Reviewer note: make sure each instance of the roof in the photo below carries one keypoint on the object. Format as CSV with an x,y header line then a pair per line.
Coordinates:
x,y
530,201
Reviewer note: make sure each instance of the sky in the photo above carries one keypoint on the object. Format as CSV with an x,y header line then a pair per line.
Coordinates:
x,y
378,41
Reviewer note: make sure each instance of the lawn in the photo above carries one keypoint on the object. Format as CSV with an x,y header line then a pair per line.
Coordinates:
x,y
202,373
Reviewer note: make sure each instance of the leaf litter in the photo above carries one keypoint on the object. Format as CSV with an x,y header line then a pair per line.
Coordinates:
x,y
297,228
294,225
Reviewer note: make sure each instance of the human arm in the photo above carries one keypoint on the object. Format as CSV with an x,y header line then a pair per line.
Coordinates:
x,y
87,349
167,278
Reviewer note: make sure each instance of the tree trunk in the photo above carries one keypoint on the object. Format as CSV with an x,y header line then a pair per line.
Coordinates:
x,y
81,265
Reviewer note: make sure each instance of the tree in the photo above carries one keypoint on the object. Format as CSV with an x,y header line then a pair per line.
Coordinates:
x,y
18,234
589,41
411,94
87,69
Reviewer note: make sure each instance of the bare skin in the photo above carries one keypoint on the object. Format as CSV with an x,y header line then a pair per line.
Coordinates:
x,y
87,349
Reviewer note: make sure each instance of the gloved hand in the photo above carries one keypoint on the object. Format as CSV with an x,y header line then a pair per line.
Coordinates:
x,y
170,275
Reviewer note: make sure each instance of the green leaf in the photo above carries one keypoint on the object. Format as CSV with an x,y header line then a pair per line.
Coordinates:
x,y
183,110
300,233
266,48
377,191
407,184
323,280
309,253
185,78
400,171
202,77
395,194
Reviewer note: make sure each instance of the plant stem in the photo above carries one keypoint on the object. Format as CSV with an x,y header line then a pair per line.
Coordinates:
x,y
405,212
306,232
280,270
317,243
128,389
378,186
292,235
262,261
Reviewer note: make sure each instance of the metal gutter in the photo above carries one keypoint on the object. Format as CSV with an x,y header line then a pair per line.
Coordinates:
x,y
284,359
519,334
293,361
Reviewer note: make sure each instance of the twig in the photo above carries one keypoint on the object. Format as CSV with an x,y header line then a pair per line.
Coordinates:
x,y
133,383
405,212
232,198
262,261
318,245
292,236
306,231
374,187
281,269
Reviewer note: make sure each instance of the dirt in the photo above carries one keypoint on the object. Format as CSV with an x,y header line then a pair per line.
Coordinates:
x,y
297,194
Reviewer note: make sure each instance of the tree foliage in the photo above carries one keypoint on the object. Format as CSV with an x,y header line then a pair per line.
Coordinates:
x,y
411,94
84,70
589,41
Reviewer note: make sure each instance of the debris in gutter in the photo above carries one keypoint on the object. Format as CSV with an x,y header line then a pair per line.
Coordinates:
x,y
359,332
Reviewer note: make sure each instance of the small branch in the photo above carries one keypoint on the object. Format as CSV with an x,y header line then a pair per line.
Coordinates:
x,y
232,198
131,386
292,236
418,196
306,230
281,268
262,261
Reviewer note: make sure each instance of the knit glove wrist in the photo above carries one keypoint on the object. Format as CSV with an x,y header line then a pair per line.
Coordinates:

================

__STATED PROBLEM__.
Rewrite every one of the records above as a numbered list, one line per item, leaving out any blank lines.

__PROBLEM SOLUTION__.
1. Reviewer note: make sure each instance of the roof in the photo below carries one keypoint on the object. Format as CSV with an x,y header line then a pair per line.
2. Coordinates:
3. x,y
4. 530,201
5. Reviewer note: make sure each instance of the sky in the photo above carries one keypoint on the object. Format as CSV with an x,y header line then a pair per line.
6. Coordinates:
7. x,y
8. 378,41
9. Reviewer note: make sure each instance of the lawn in the photo above carries one keypoint on the object. Format as CSV with an x,y header line then a pair per line.
10. Coordinates:
11. x,y
12. 202,373
13. Reviewer note: make sure each instance of the leaf litter in the photo above carries one keypoint on the object. Format as CSV with an x,y header line then a pair per line.
14. Coordinates:
15. x,y
16. 297,228
17. 294,225
18. Reviewer note: make sure each instance of the human arm in the photo above carries one keypoint on the object. Format as CSV with an x,y header line then a pair per line.
19. Coordinates:
20. x,y
21. 87,349
22. 167,278
23. Reviewer note: make sure each instance of the tree trunk in the photo above carries one keypoint on the object. Format as CSV with an x,y header line then a pair per line.
24. Coordinates:
25. x,y
26. 81,265
27. Reviewer note: make sure each instance of the tree in the photo above carries one keypoint on the object. Format as CSV with an x,y header line then a pair per line.
28. Coordinates:
29. x,y
30. 18,234
31. 589,41
32. 411,94
33. 87,69
34. Reviewer note: make sure each instance of the bare skin in the photo above carries one keypoint on the object. Format as CSV with an x,y header line then a pair per line.
35. Coordinates:
36. x,y
37. 87,349
38. Reviewer note: make sure each instance of the gloved hand in the photo above carries one keypoint on the object. Format as CSV with an x,y header line then a pair per line.
39. Coordinates:
40. x,y
41. 170,275
42. Reviewer note: make sure each instance of the green leaf in the photo above carries one keypoint on the object. Format as CSV with an x,y header line then a pair per line.
43. Coordinates:
44. x,y
45. 183,110
46. 300,233
47. 266,48
48. 377,191
49. 407,184
50. 323,280
51. 309,253
52. 185,78
53. 400,171
54. 202,77
55. 395,194
56. Reviewer note: make sure each instance of the plant stem in the photo above carries one keypoint on the object. Format as CSV with an x,y header line then a pair per line.
57. Coordinates:
58. x,y
59. 405,212
60. 306,232
61. 280,270
62. 317,243
63. 128,389
64. 378,186
65. 292,235
66. 262,261
67. Reviewer note: make sure each instance of the metal gutter in the photo above carries one keypoint on the object. Format as CSV with an x,y header line then a pair per line.
68. Coordinates:
69. x,y
70. 284,359
71. 519,334
72. 293,361
73. Reviewer note: make sure each instance of the twig in the photo above carries one keypoint on the object. Format as CSV with an x,y header line then a pair per line.
74. Coordinates:
75. x,y
76. 133,383
77. 405,212
78. 232,198
79. 262,261
80. 318,245
81. 292,236
82. 306,231
83. 374,187
84. 281,269
85. Reviewer note: make sure each instance of the dirt in the photo above carries one keypoint on the object. Format as CSV with an x,y header line then a pair per line.
86. Coordinates:
87. x,y
88. 297,194
89. Reviewer note: make sure each instance of the tree foliage in the photo above carries one keypoint on the object. Format as CSV with an x,y header line then a pair per line.
90. Coordinates:
91. x,y
92. 411,94
93. 84,70
94. 589,41
95. Reviewer note: make sure each instance of the debris in gutter in the photo above carries one keypoint on the object. Format as CSV with an x,y header line then a pair per line.
96. Coordinates:
97. x,y
98. 359,332
99. Reviewer note: make sure each instance of the small branch in the photo above carries one keypoint on the object. Format as CSV with an x,y header line then a pair per line.
100. Coordinates:
101. x,y
102. 232,198
103. 131,386
104. 292,236
105. 418,196
106. 306,230
107. 281,268
108. 262,261
109. Reviewer note: make sure each instance of the knit glove wrist in the photo above carries one keypoint on the object. Format as CSV with an x,y header line then a pair per line.
110. Coordinates:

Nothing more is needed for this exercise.